International Student Spotlight: Tatiana Paolini Belotto

Tatiana Paolini Belotto

Brazil native majoring in business management and human resources

This DCTC News story was originally published April 21, 2021, and is republished today in honor of National Hispanic Heritage Month.

About National Hispanic Heritage Month¹

Each year, Americans observe National Hispanic Heritage Month from September 15 to October 15, by celebrating the histories, cultures and contributions of American citizens whose ancestors came from Spain, Mexico, the Caribbean and Central and South America.

The observation started in 1968 as Hispanic Heritage Week under President Lyndon Johnson and was expanded by President Ronald Reagan in 1988 to cover a 30-day period starting on September 15 and ending on October 15. It was enacted into law on August 17, 1988, on the approval of Public Law 100-402.

The day of September 15 is significant because it is the anniversary of independence for Latin American countries Costa Rica, El Salvador, Guatemala, Honduras and Nicaragua. In addition, Mexico and Chile celebrate their independence days on September 16 and September18, respectively.

____

▶ [SET TASKS]
(a) Answer these about the student spotlight:
(i) What country is Tatiana Paolini Belotto a native of?
(ii) In what year did the observance start as Hispanic Heritage Week, and under which president?
(iii) Which five countries mark their independence anniversary on September 15?
(b) Can you pull everything in the student spotlight from "International Student Spotlight: Tatiana" down to "and South America.", word for word?

▶ [DATA LINES]
____

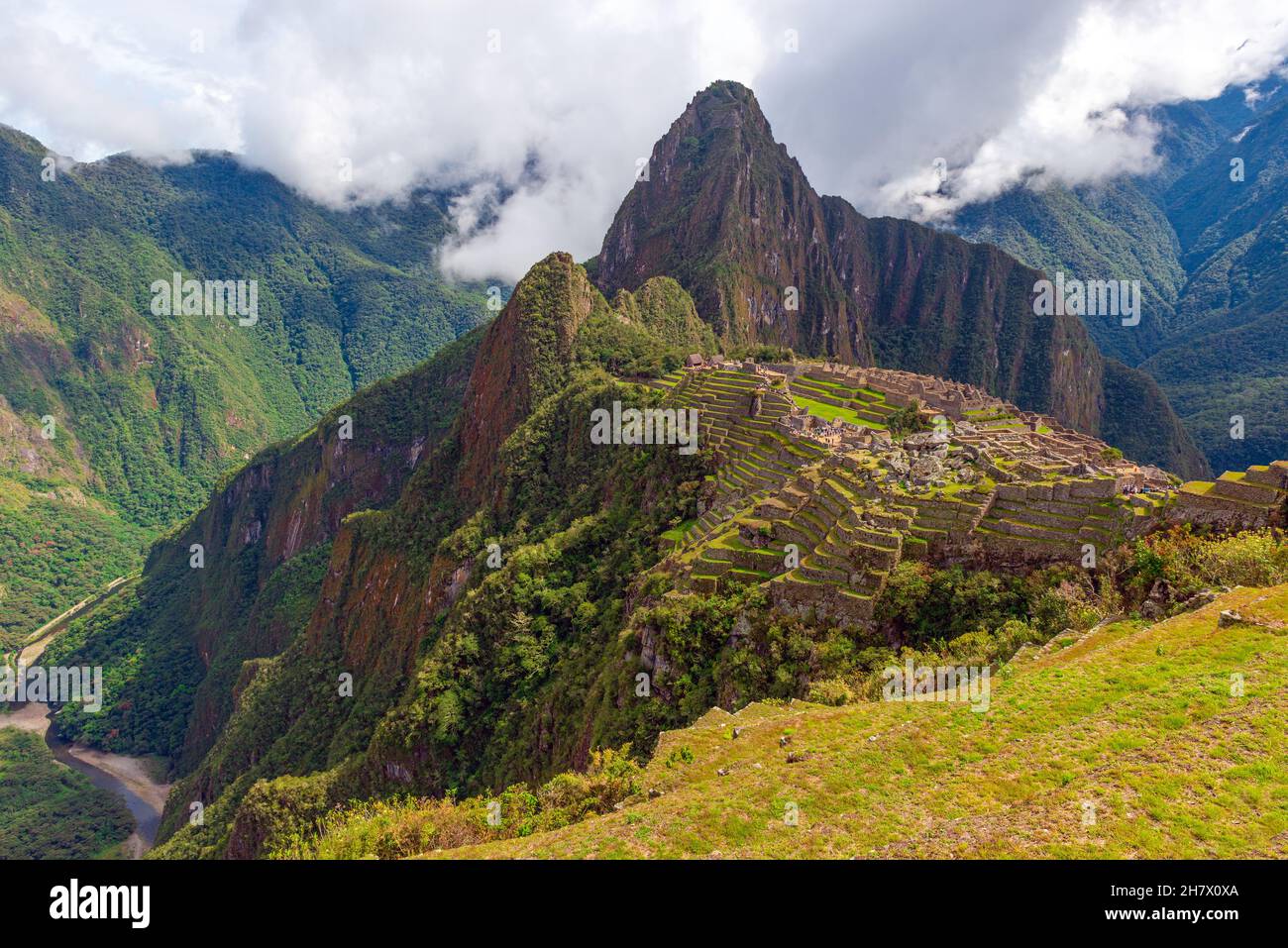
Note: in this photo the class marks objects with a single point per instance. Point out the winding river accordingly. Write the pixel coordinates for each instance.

____

▶ [ANSWERS BELOW]
(a)
(i) Brazil
(ii) 1968, under President Lyndon Johnson
(iii) Costa Rica, El Salvador, Guatemala, Honduras and Nicaragua

(b)
International Student Spotlight: Tatiana Paolini Belotto

Tatiana Paolini Belotto

Brazil native majoring in business management and human resources

This DCTC News story was originally published April 21, 2021, and is republished today in honor of National Hispanic Heritage Month.

About National Hispanic Heritage Month¹

Each year, Americans observe National Hispanic Heritage Month from September 15 to October 15, by celebrating the histories, cultures and contributions of American citizens whose ancestors came from Spain, Mexico, the Caribbean and Central and South America.